:: 文档节选 ::
'''

二.数据快照文件没有采用事务日志文件中的预分配机制
所以不会像事务日志文件那样,文件内容中包含大量的0。由于每个数据快照文件中的所有内容都是有效的,因此数据快照文件的大小能一定程度反映当前zk内存中全量数据的大小。
(2)数据快照过程
一.确定是否需要进行数据快照
二.切换事务日志文件
三.创建数据快照异步线程
四.获取全量数据和会话信息
五.生成数据快照文件名
六.执行FileSnap.serialize方法进行数据序列化
zk会将客户端的每一次事务操作都记录到事务日志中。zk在进行若干次事务日志记录后,会将内存的全量数据Dump到文件中,这个过程就是数据快照。可以使用snapCount参数来配置每次数据快照间的事务操作次数,也就是zk会在snapCount次事务日志记录后执行一次数据快照。
FileSnap负责维护数据快照文件对外的接口,包括数据快照的写入和读取,数据快照的过程如下:
一.确定是否需要进行数据快照
每执行一次事务日志记录后,zk都会检测当前是否需要进行数据快照。理论上进行snapCount次事务操作后就会开始进行数据快照。但考虑到数据快照会对所在机器的整体性能造成一定影响,所以需要尽量避免zk集群中的所有机器都在同一时刻进行数据快照。因此在zk的具体实现中,会采取"过半随机"策略来进行数据快照。
logCount > (snapCount / 2 + randRoll)
其中logCount代表当前已经记录的事务日志数量,而randRoll代表1到snapCount/2之间的随机数。所以如果snapCount配置为10000,那么zk会在5000到10000次事务日志记录后进行一次数据快照。
二.切换事务日志文件
也就是当前的事务日志已经写满了,已经写入了snapCount条事务日志,需要重新创建一个新的事务日志文件。
三.创建数据快照异步线程
为保证数据快照不影响z的主流程,会创建一个异步线程来进行数据快照。
四.获取全量数据和会话信息
数据快照本质上就是将内存中的所有节点信息和会话信息保存到磁盘中,所以会先通过ZKDatabase的getDataTree()方法获取到DataTree,然后再通过ZKDatabase的getSessionWithTimeOuts()方法获取会话信息。
五.生成数据快照文件名
zk会根据当前已提交的最大ZXID来生成数据快照文件名。
六.执行FileSnap.serialize方法进行数据序列化
首先会序列化文件头信息:魔数 + 版本号 + dbid,然后序列化DataTree和会话信息,接着生成一个Checksum,再一起写入数据快照文件中。
public class SyncRequestProcessor extends ZooKeeperCriticalThread implements RequestProcessor {
private final ZooKeeperServer zks;
private final LinkedBlockingQueue<Request> queuedRequests = new LinkedBlockingQueue<Request>();
private final LinkedList<Request> toFlush = new LinkedList<Request>();
private final Random r = new Random();
private static int snapCount = ZooKeeperServer.getSnapCount();
...
@Override
public void run() {
int logCount = 0;
int randRoll = r.nextInt(snapCount/2);
while (true) {
Request si = null;
if (toFlush.isEmpty()) {
si = queuedRequests.take();
} else {
si = queuedRequests.poll();
if (si == null) {
flush(toFlush);
continue;
}
}
...

'''

:: 提取材料 ::

'''

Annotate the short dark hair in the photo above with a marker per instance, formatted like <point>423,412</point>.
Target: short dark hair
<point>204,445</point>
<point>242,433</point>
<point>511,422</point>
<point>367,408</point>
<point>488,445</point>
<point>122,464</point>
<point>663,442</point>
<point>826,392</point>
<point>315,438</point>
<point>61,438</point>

'''

:: 任务 ::
**A)** 根据关于zk数据快照的文档节选,如果snapCount配置为10000,zk会在多少次事务日志记录后进行一次数据快照?
**B)** 请用两句话概括关于zk数据快照的文档节选。
**C)** 请从上方关于zk数据快照的文档节选停下的地方接着写下去。

:: 参考答案 ::
**A)** 在5000到10000次事务日志记录后。

**B)** zk在若干次事务日志记录后会将内存中的全量数据Dump到文件中形成数据快照,并采用"过半随机"策略,避免集群中所有机器在同一时刻进行快照。快照过程包括确定是否需要快照、切换事务日志文件、创建异步线程、获取全量数据和会话信息、根据已提交的最大ZXID生成文件名,以及执行FileSnap.serialize方法进行序列化并写入文件。

**C)**
if (si != null) {
//将事务请求写入到事务日志文件
if (zks.getZKDatabase().append(si)) {
logCount++;//logCount代表当前已经记录的事务日志数量
//1.确定是否需要进行数据快照,采取"过半随机"策略进行数据快照
if (logCount > (snapCount / 2 + randRoll)) {
randRoll = r.nextInt(snapCount/2);//randRoll代表1到snapCount/2之间的随机数
//2.切换事务日志文件
zks.getZKDatabase().rollLog();
//每切换一个事务日志文件就尝试启动一个线程进行数据快照
if (snapInProcess != null && snapInProcess.isAlive()) {
LOG.warn("Too busy to snap, skipping");
} else {
//3.创建数据快照异步线程
snapInProcess = new ZooKeeperThread("Snapshot Thread") {
public void run() {
//进行数据快照
zks.takeSnapshot();
}
};
snapInProcess.start();
}
logCount = 0;
}
}
...
toFlush.add(si);
//当需要强制刷盘的请求达到1000个时,就发起批量刷盘操作
if (toFlush.size() > 1000) {
flush(toFlush);
}
}
}
}
...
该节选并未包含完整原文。